BRIEF: Set down the material below in full, matching it exactly.

════════════════

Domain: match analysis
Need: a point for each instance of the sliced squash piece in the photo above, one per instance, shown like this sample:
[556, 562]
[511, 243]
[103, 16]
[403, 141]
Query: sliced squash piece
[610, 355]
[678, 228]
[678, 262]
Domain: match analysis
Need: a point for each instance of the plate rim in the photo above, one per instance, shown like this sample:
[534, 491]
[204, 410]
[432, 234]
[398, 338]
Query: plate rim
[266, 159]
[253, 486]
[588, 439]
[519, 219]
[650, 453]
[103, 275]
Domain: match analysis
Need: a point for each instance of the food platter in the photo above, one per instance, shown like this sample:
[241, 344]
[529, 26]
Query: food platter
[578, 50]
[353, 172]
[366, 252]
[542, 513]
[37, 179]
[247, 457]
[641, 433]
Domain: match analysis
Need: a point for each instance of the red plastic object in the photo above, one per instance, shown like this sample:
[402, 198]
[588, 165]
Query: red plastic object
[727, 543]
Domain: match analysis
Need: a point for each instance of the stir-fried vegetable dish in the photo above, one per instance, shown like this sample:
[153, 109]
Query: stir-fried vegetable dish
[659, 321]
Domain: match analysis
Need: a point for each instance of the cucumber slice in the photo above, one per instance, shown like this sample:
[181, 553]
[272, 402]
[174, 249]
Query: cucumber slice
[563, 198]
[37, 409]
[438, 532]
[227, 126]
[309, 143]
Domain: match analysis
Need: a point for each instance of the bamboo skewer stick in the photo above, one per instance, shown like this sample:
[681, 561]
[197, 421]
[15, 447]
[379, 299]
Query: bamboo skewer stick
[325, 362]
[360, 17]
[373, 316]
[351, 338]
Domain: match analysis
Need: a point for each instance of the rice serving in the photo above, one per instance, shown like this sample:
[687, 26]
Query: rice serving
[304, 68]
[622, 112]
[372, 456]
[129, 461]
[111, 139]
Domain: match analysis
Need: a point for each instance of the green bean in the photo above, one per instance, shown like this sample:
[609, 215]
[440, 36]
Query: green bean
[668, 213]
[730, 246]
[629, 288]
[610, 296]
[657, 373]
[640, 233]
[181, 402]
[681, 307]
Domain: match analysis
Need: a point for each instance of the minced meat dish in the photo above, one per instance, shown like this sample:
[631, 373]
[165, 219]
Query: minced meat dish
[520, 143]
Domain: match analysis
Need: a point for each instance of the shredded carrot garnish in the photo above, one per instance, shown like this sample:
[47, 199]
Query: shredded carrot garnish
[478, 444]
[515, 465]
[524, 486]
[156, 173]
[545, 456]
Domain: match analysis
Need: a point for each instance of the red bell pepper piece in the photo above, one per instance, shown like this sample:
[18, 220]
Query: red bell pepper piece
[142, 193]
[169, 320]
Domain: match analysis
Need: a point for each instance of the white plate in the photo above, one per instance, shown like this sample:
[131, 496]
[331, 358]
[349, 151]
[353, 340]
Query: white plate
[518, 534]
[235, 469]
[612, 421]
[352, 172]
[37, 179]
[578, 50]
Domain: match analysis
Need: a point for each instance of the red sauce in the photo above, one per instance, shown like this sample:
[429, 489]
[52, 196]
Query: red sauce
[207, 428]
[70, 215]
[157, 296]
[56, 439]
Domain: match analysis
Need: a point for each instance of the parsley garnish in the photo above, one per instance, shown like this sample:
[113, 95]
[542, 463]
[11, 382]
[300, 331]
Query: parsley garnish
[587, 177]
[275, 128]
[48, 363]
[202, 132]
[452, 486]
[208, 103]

════════════════

WRITTEN ANSWER:
Domain: match analysis
Need: a point for each instance of the sliced squash piece in the photo above, one per instance, shown like this sample:
[556, 562]
[511, 243]
[103, 16]
[403, 141]
Query: sliced squash piece
[610, 355]
[678, 228]
[678, 262]
Domain: match analysis
Need: a point for each instance of the plate rim in the photo above, one per instance, shown like this sample:
[534, 491]
[204, 410]
[432, 234]
[398, 338]
Query: plate rim
[266, 159]
[253, 486]
[588, 439]
[519, 219]
[650, 453]
[103, 275]
Domain: match analysis
Need: a point for each instance of the food platter in the photo above, one per instance, shown like this sample:
[241, 344]
[529, 26]
Query: food platter
[578, 50]
[353, 172]
[366, 252]
[542, 513]
[37, 179]
[247, 457]
[641, 433]
Domain: match analysis
Need: a point for each instance of the red plastic object in the photo above, one per instance, shown like this sample:
[402, 198]
[588, 165]
Query: red plastic object
[727, 543]
Domain: match analysis
Need: a point for each instance of the stir-fried vegetable dish in the photo above, one per instance, shown like this sample:
[153, 109]
Query: stir-fried vegetable dish
[659, 321]
Domain: match analysis
Need: a point for each instance of the cucumber slice in the photo above, one per instance, shown like this sample:
[181, 553]
[272, 402]
[174, 249]
Query: cucumber slice
[563, 198]
[37, 409]
[438, 532]
[227, 126]
[309, 143]
Domain: match analysis
Need: a point for each instance of the bamboo skewer stick in the photo above, one per instance, shown like this sample:
[681, 561]
[197, 421]
[15, 447]
[379, 299]
Query: bamboo skewer stick
[325, 362]
[360, 17]
[373, 316]
[351, 338]
Domain: match analysis
Need: a point for each instance of the rice serving in the photo above, one per instance, shown like this sample:
[687, 26]
Query: rice serving
[304, 68]
[622, 112]
[372, 456]
[129, 461]
[111, 139]
Domain: match analysis
Need: a point for each instance of the green bean in the photo above, one per instance, shown like this sample:
[609, 215]
[440, 36]
Query: green bean
[668, 213]
[730, 246]
[629, 288]
[610, 296]
[657, 373]
[640, 233]
[181, 402]
[681, 307]
Domain: match analysis
Need: a point for each instance of the minced meat dish in the photo above, one per instance, shown like this sample:
[631, 373]
[165, 219]
Query: minced meat dish
[520, 143]
Domain: match analysis
Need: a point for each instance of the shredded carrot garnish in the photo above, one per instance, shown like this sample:
[47, 199]
Query: shredded carrot garnish
[478, 444]
[515, 465]
[524, 486]
[156, 173]
[545, 456]
Domain: match analysis
Need: a point for each instance of the red bell pepper piece in the photo above, one per instance, shown like this sample:
[18, 220]
Query: red bell pepper piece
[142, 193]
[169, 320]
Domain: match analysis
Need: a point for each instance of the white plate in the photo above, one per instance, shown like this sample:
[131, 496]
[331, 358]
[349, 151]
[353, 340]
Query: white plate
[518, 534]
[235, 469]
[612, 421]
[352, 172]
[37, 179]
[578, 50]
Domain: match analysis
Need: a point for each instance of the red sauce in the photo above, one per instance, shown like this sample:
[429, 489]
[52, 196]
Query: red sauce
[207, 428]
[70, 215]
[157, 296]
[56, 439]
Domain: match analysis
Need: a point for each instance of the parsley garnish in the photo above, one per instance, shown like this sample:
[113, 95]
[542, 463]
[11, 382]
[300, 331]
Query: parsley garnish
[587, 177]
[275, 128]
[48, 363]
[202, 132]
[452, 486]
[208, 103]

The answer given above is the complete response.